- _ABOUT THIS EXERCISE_
Using the entries below, write out the line with "Target: hazy sky", the line with "Indicate the leafy", and every line in between, exactly as each is written.

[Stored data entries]
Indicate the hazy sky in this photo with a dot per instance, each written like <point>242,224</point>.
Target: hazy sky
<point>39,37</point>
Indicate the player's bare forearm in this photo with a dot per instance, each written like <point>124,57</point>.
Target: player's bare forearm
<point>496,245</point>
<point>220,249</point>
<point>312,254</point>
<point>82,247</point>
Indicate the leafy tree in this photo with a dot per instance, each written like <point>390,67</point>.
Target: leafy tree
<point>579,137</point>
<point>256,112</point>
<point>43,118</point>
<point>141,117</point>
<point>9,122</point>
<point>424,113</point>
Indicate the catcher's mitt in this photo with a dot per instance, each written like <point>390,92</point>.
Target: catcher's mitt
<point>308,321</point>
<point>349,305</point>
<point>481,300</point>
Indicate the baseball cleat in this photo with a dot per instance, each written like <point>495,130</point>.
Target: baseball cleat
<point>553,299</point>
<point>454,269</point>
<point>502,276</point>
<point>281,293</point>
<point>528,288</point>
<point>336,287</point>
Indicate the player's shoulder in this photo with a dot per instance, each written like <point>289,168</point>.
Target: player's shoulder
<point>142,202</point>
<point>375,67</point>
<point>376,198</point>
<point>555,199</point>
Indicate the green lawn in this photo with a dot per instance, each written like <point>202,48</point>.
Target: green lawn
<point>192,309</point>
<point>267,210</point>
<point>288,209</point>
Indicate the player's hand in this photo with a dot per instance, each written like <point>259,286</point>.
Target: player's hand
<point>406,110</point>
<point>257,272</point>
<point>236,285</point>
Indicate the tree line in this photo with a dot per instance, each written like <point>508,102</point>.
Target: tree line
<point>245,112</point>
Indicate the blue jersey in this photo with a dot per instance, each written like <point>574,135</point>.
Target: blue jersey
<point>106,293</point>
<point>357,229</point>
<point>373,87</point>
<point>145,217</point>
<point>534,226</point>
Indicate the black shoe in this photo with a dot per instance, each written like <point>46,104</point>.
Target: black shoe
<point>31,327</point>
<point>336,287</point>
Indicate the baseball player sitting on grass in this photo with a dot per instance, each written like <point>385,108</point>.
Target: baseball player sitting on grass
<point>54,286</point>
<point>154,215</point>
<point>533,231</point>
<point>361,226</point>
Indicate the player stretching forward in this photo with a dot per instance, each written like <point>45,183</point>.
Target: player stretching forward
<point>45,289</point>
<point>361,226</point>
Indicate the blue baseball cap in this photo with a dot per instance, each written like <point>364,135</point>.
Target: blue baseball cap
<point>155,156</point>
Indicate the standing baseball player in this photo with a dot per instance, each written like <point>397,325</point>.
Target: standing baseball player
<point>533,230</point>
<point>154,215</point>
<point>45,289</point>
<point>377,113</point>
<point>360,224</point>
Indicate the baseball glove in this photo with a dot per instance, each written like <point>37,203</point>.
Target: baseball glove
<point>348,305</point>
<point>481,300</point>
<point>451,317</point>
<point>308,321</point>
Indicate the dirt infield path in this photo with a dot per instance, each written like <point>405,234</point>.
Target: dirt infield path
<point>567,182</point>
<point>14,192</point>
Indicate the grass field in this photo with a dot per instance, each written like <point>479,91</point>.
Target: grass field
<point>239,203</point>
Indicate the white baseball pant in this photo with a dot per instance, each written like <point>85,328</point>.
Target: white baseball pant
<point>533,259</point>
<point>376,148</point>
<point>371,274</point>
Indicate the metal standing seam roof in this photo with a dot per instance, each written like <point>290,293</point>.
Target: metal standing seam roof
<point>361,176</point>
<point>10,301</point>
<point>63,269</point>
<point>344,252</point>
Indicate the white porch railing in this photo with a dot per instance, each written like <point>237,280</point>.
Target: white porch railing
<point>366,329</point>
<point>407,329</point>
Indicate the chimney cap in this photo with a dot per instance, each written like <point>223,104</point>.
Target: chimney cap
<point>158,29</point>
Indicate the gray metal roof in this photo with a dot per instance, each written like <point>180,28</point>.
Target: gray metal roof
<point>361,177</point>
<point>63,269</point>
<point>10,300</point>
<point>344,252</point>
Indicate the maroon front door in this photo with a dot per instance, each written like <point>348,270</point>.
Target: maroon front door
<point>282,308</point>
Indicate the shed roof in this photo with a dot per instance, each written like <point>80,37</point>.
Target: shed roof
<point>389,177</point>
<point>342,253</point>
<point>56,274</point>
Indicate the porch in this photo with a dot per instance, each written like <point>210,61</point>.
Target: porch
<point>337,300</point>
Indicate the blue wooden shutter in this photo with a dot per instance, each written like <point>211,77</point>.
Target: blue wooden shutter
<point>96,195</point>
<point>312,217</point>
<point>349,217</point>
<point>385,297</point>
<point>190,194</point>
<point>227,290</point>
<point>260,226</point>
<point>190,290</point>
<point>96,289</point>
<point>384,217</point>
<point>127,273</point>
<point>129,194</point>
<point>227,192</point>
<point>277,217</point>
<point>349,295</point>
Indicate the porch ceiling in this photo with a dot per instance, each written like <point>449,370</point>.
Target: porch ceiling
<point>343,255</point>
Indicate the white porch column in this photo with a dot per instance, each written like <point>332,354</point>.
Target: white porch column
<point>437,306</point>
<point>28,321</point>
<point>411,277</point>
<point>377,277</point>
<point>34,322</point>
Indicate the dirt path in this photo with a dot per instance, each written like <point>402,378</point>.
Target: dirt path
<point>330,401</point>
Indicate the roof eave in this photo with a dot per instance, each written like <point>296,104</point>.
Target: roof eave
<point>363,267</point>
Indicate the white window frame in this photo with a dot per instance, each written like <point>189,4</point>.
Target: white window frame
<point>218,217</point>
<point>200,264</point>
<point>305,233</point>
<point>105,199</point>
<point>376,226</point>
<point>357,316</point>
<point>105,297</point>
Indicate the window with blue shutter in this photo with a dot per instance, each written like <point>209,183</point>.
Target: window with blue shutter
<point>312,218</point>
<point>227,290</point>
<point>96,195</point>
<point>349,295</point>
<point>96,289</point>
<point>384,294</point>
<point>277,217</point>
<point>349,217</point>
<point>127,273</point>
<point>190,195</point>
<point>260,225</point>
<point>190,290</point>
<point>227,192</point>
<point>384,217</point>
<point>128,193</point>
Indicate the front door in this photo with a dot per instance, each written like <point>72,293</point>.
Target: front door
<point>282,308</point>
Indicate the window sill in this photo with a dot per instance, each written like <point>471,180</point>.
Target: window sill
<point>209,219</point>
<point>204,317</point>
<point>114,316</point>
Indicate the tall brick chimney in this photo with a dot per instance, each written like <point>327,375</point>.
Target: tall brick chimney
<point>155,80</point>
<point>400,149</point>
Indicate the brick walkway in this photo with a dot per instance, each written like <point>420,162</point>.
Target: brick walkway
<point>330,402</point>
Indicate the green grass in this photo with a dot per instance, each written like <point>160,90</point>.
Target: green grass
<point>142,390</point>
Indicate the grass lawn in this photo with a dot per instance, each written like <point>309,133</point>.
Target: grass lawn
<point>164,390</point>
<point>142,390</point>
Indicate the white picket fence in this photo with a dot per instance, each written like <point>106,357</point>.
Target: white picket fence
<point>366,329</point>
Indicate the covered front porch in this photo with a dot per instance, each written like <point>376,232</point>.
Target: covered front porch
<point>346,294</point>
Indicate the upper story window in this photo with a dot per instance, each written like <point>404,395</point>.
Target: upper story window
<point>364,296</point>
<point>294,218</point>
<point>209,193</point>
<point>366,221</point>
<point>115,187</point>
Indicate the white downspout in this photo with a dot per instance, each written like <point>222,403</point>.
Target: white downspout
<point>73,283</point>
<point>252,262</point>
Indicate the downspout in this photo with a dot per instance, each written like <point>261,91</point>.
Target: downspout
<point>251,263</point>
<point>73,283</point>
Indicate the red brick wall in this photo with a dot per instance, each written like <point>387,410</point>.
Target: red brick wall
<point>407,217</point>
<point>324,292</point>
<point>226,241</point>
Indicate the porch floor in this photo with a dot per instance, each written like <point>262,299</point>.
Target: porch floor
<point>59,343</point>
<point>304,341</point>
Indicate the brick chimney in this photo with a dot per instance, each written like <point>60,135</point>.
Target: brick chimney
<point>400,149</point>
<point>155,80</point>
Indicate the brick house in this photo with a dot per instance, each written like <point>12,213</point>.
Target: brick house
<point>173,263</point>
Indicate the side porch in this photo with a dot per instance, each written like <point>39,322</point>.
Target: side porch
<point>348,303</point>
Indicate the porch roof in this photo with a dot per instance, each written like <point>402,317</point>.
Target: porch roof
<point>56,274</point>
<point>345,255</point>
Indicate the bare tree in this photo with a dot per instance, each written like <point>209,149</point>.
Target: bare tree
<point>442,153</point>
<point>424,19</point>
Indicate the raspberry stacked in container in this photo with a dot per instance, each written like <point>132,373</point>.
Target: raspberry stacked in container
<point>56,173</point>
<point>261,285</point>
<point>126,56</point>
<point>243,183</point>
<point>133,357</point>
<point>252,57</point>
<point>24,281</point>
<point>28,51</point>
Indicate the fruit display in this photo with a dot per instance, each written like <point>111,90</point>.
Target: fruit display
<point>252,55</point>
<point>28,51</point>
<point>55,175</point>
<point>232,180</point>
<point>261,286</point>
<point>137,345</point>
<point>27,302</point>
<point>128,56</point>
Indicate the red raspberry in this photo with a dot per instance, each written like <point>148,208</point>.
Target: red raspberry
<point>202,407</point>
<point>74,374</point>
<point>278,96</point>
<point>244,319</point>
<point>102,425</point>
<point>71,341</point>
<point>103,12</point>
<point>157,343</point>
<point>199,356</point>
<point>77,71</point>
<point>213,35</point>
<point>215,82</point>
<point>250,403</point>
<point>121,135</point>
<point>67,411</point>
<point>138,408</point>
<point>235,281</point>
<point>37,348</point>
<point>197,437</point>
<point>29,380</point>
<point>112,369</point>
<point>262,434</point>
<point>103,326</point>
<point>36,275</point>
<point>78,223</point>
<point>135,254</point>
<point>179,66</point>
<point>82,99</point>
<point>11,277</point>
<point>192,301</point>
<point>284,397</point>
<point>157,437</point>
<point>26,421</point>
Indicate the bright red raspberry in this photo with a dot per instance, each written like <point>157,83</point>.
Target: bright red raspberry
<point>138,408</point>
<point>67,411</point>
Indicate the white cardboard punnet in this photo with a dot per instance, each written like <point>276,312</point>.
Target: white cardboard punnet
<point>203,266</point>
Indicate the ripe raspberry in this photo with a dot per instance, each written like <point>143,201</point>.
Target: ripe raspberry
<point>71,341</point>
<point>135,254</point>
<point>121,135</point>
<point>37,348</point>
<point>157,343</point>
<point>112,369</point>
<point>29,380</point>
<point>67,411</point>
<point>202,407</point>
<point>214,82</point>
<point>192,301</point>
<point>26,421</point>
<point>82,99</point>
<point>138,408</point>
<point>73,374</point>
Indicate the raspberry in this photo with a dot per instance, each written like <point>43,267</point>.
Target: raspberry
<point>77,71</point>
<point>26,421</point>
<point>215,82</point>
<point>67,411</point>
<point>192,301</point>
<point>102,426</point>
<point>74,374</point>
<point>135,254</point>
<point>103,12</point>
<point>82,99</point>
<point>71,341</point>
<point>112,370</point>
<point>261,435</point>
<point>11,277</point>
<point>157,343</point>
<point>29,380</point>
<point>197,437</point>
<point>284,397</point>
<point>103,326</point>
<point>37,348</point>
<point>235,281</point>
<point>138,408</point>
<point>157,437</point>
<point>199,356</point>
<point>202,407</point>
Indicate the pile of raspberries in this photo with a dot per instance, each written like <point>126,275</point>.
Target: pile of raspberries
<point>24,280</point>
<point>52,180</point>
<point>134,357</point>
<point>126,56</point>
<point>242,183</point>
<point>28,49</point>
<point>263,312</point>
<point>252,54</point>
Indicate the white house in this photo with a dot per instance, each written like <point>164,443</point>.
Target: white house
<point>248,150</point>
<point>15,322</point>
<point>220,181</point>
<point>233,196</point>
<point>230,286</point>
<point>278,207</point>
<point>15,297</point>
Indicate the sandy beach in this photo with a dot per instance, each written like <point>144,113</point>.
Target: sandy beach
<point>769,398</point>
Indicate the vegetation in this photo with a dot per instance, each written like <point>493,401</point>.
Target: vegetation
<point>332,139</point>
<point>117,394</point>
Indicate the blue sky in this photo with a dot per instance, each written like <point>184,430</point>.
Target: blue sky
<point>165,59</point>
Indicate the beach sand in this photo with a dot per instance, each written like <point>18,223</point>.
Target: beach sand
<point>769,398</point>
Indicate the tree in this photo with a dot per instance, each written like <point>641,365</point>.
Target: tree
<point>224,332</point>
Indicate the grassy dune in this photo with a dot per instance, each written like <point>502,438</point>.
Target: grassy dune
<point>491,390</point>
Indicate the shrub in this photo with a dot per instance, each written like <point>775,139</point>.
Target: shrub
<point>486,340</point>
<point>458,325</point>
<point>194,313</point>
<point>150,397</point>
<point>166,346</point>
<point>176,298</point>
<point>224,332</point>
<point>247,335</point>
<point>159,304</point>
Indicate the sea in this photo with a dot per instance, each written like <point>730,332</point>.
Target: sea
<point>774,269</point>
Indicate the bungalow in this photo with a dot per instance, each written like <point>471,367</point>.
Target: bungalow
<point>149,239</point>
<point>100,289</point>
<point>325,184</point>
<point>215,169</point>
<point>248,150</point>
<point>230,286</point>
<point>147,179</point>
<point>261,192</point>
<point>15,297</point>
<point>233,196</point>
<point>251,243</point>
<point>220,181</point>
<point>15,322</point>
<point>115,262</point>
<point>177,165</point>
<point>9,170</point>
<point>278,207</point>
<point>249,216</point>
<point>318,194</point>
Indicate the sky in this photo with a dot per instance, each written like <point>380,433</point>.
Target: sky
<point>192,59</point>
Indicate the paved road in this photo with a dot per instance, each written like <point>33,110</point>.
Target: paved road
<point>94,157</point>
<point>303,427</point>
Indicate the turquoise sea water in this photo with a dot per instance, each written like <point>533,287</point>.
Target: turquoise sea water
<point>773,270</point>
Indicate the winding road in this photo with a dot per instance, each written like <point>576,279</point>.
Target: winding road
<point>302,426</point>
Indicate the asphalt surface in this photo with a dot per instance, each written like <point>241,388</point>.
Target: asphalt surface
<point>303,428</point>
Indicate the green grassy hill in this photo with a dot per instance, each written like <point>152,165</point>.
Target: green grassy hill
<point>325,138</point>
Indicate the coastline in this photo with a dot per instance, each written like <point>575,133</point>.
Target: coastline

- _WRITTEN REPLY_
Target: hazy sky
<point>39,37</point>
Indicate the player's bare forearm in this photo with a dot per instance, each written like <point>124,57</point>.
Target: player's bare forearm
<point>496,245</point>
<point>220,249</point>
<point>312,254</point>
<point>82,247</point>
Indicate the leafy tree in this photo with a dot per instance, each written like <point>390,67</point>.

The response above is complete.